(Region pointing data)
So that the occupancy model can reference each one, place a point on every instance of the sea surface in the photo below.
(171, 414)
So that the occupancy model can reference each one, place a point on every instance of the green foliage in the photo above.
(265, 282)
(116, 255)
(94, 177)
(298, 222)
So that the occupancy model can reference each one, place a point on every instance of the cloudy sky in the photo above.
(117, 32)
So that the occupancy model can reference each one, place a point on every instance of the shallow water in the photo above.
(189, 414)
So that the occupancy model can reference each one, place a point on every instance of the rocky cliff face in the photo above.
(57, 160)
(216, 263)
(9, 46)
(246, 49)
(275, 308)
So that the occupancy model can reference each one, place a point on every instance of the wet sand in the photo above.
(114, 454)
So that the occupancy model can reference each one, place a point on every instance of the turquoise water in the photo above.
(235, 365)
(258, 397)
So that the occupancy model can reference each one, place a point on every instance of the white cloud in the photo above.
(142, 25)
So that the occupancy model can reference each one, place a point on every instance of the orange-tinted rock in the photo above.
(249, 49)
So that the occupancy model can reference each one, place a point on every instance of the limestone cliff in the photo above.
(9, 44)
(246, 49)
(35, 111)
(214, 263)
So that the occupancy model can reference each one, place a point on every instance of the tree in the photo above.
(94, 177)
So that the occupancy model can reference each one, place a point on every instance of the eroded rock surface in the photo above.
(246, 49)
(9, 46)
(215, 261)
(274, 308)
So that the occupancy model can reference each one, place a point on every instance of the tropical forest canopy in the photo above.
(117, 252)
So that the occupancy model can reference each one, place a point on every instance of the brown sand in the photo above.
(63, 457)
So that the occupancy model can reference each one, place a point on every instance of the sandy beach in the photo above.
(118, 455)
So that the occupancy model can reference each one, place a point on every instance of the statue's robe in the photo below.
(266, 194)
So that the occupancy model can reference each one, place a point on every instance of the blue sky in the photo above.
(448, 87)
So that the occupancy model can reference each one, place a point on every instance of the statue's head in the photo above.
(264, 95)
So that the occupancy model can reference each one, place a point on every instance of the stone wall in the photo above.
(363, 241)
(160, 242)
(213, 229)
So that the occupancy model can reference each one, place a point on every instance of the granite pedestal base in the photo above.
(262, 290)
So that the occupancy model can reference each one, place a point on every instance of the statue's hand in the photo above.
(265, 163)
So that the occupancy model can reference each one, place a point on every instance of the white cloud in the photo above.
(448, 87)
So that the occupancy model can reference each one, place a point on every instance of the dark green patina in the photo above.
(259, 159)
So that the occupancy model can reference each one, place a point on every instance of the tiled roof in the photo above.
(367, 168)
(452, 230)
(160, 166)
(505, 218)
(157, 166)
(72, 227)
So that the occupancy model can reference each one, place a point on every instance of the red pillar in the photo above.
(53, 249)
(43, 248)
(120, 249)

# Directions
Every line from the one that contains "roof in the photo above." down to and including the last line of the records above must be set down exactly, with nothing else.

# Solution to this task
So that the occupancy model can reference each one, place a point on every instance of the tiled roof in the photo above.
(367, 168)
(452, 230)
(160, 166)
(505, 218)
(157, 166)
(72, 227)
So that the occupancy model can reference each one, place a point on every instance of the red pillar in the photo above.
(53, 249)
(43, 248)
(120, 249)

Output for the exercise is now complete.